WHAT YOU WILL DO
Quote all of the data below exactly, please.

++++++++

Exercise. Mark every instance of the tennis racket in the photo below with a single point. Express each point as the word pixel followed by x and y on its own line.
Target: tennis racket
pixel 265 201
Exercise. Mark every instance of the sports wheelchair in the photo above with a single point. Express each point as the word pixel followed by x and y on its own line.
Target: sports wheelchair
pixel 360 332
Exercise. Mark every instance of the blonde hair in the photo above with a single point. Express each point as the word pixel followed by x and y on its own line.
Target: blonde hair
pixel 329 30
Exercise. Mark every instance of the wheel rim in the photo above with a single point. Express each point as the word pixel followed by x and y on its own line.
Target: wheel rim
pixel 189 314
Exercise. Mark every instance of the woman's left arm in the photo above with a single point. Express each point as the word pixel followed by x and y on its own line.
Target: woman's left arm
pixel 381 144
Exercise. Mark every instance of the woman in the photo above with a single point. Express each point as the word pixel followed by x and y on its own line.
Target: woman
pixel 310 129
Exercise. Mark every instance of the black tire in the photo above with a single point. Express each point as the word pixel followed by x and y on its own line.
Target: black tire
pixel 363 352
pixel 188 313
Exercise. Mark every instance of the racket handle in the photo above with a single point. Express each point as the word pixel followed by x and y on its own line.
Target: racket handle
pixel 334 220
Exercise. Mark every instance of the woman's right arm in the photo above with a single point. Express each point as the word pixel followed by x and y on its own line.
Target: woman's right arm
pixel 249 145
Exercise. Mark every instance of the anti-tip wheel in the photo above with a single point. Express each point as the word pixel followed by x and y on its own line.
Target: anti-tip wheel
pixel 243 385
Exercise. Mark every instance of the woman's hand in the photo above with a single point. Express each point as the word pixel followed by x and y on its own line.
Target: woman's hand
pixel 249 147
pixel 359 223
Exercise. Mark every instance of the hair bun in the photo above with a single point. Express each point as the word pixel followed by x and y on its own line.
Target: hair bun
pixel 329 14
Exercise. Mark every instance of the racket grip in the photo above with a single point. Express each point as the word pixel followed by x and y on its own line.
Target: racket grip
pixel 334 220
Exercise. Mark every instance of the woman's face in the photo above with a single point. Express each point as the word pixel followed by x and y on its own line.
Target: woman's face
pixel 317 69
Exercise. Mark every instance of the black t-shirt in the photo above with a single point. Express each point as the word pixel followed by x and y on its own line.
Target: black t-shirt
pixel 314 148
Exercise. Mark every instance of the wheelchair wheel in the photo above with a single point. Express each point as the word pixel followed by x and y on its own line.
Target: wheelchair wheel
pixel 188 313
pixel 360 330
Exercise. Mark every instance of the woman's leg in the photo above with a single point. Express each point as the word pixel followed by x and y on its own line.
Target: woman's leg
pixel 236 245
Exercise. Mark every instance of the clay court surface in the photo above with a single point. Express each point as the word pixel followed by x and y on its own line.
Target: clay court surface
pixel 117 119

++++++++

EXERCISE OUTPUT
Exercise. Mark every instance of the tennis racket in the photo below with a single point. Express each point as the word pixel followed by x and y on its own line.
Target: tennis racket
pixel 265 201
Exercise. Mark every instance of the sports wheelchair in the photo above with a single point. Express each point as the word pixel followed by x and y on its own line.
Target: sports wheelchair
pixel 360 332
Exercise. Mark every instance of the blonde hair in the photo above with a single point. Express each point as the word pixel followed by x and y on its own line.
Target: blonde hair
pixel 329 30
Exercise. Mark every instance of the wheel rim in the photo above with a single point. Express each point as the word pixel followed by x and y on its own line.
Target: wheel rim
pixel 189 314
Exercise. Mark every instance of the woman's left arm in the photo above with a single point. Express each point as the word pixel followed by x and y on its own line.
Target: woman's left arm
pixel 381 144
Exercise. Mark every instance of the woman in the photo above with a single point. Express each point as the word pixel followed by x and y on its own line.
Target: woman
pixel 310 129
Exercise. Mark every instance of the black tire in the photo above with a single point. Express each point as the word pixel followed by x and y on its own line.
Target: black tire
pixel 363 352
pixel 188 313
Exercise. Mark every instance of the racket handle in the photo above with a single point. Express each point as the word pixel followed by x and y on its own line.
Target: racket handle
pixel 334 220
Exercise. Mark every instance of the woman's right arm in the photo above with a single point. Express each point as the word pixel followed by x and y on its own line.
Target: woman's right arm
pixel 249 145
Exercise. Mark every instance of the anti-tip wheel in the photo above with a single point. Express each point as the word pixel followed by x and y on its own line.
Target: anti-tip wheel
pixel 243 385
Exercise. Mark every instance of the woman's hand in the photo above with a single point. Express each point as the word pixel followed by x and y on its own line.
Target: woman's hand
pixel 249 147
pixel 359 223
Exercise. Mark every instance of the hair bun in the photo above with a single point. Express each point as the word pixel followed by x and y on its own line.
Target: hair bun
pixel 329 14
Exercise. Mark every instance of the racket grip in the photo above with a single point. Express each point as the word pixel followed by x and y on its own line.
Target: racket grip
pixel 334 220
Exercise. Mark every instance of the woman's face in the photo above with a single point. Express each point as the word pixel followed by x and y on its own line.
Target: woman's face
pixel 317 69
Exercise. Mark every instance of the black t-shirt in the photo above with a single point. Express each point as the word pixel followed by x and y on its own line.
Target: black t-shirt
pixel 314 148
Exercise. Mark every instance of the wheelchair wheel in the photo above with a single point. Express each point as the word pixel followed by x and y on its own line.
Target: wheelchair wheel
pixel 188 313
pixel 360 330
Exercise. Mark every instance of the woman's leg in the photo above with a single point. Express each point as the word pixel followed by x and y on its own line.
Target: woman's leg
pixel 236 245
Exercise. Mark every instance of the clay court surface in the photo above with a single point. Express each point as the word pixel followed by x and y on its own line.
Target: clay court surface
pixel 117 119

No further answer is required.